**Dataset extract:**
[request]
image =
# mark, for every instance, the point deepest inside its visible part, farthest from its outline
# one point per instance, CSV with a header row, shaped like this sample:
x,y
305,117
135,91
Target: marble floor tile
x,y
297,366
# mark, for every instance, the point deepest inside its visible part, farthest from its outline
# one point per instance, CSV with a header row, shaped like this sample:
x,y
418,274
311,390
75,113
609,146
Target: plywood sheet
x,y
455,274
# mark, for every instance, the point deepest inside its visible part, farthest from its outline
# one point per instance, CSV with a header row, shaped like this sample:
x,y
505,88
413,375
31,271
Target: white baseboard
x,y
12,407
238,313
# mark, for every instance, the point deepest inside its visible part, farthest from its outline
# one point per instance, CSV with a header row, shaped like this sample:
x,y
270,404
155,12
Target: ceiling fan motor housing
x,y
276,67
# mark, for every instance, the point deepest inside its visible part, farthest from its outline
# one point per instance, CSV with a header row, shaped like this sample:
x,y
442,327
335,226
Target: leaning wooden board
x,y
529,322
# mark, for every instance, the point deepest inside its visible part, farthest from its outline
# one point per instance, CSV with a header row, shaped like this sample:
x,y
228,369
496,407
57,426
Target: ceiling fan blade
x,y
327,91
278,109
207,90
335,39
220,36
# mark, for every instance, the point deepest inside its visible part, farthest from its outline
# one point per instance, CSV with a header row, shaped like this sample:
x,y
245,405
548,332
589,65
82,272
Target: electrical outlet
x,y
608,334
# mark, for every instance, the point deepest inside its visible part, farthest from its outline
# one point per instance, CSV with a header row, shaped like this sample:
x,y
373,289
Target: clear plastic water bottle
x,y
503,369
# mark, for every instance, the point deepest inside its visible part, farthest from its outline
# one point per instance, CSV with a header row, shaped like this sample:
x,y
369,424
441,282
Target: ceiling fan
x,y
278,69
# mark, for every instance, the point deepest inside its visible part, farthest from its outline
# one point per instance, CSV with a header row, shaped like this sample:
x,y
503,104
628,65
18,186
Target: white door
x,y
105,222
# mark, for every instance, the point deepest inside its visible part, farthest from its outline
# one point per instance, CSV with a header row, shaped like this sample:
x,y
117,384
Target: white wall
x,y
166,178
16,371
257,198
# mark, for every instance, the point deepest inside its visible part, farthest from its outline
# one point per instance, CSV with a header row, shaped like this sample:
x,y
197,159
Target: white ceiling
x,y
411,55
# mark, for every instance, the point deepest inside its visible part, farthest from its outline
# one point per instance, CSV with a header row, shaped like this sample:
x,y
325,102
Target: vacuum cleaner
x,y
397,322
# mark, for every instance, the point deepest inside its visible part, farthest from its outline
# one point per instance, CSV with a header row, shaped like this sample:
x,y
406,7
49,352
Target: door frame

**Task statement:**
Output the data above exactly, please, line for line.

**Task result:**
[request]
image =
# mark, for every instance, the point deepest inside its visible part, farthest from its outline
# one point per instance, CSV with a header row, shaped like this sample:
x,y
305,117
135,91
Target: marble floor tile
x,y
297,366
# mark, for every instance, the point deepest inside its visible part, farthest from its outline
# one point per instance, CSV with a header row, shaped like this sample:
x,y
418,274
311,390
75,113
609,146
Target: plywood sheet
x,y
455,274
# mark, for every instance, the point deepest inside its visible part, farthest from its outline
# one point per instance, CSV with a header row, shaped like this sample:
x,y
505,88
413,375
31,271
Target: white baseboard
x,y
12,407
238,313
# mark, for every instance, the point deepest inside its visible part, farthest from its outline
# one point per instance, CSV with a header row, shaped like this sample:
x,y
270,404
155,12
Target: ceiling fan motor housing
x,y
276,67
# mark, for every instance, the point deepest inside its visible part, farthest from its outline
# one point per instance, CSV with a header row, shaped like this sample:
x,y
442,327
335,226
Target: leaning wooden board
x,y
529,322
# mark, for every instance, the point deepest inside its visible part, farthest from its outline
# one point per instance, CSV with a header row, shaped like this sample:
x,y
228,369
496,407
57,426
Target: ceiling fan blade
x,y
327,91
278,109
207,90
335,39
220,36
# mark, for every instance, the point deepest inside its visible part, farthest from its outline
# one point per instance, CSV with a header row, shaped like this sample:
x,y
245,405
548,332
589,65
82,272
Target: electrical outlet
x,y
608,334
# mark, for every instance, the point deepest inside its visible part, farthest from its outline
# one point per instance, CSV with a header row, shaped like this sample:
x,y
373,289
Target: clear plastic water bottle
x,y
503,369
# mark, for every instance, the point deepest inside its visible part, farthest from its outline
# one point per instance, CSV with a header row, shaped like this sample:
x,y
369,424
441,282
Target: ceiling fan
x,y
278,69
# mark, for every instance, the point deepest inside its visible part, farthest from its outline
# one point per instance, CSV with a header row, shaped like this sample:
x,y
503,104
628,65
18,186
Target: white door
x,y
105,222
# mark, for every instance, the point deepest inside its visible part, farthest from its outline
# one point per instance, CSV with a header row, shaped like this sample:
x,y
117,384
Target: white wall
x,y
166,178
16,371
257,198
# mark, for every instance, the point deepest inside its visible part, farthest from its outline
# one point per instance, CSV with a header row, shaped like this sample:
x,y
197,159
Target: white ceiling
x,y
411,55
# mark, for every instance, the point deepest inside its visible part, farthest from its outline
# one point per instance, CSV with a header row, shaped like this sample:
x,y
325,102
Target: vacuum cleaner
x,y
397,322
# mark, for every instance, the point deepest inside its visible part, farthest from its outline
# one point per instance, CSV with a header row, shaped like this sample:
x,y
406,7
49,352
Target: door frame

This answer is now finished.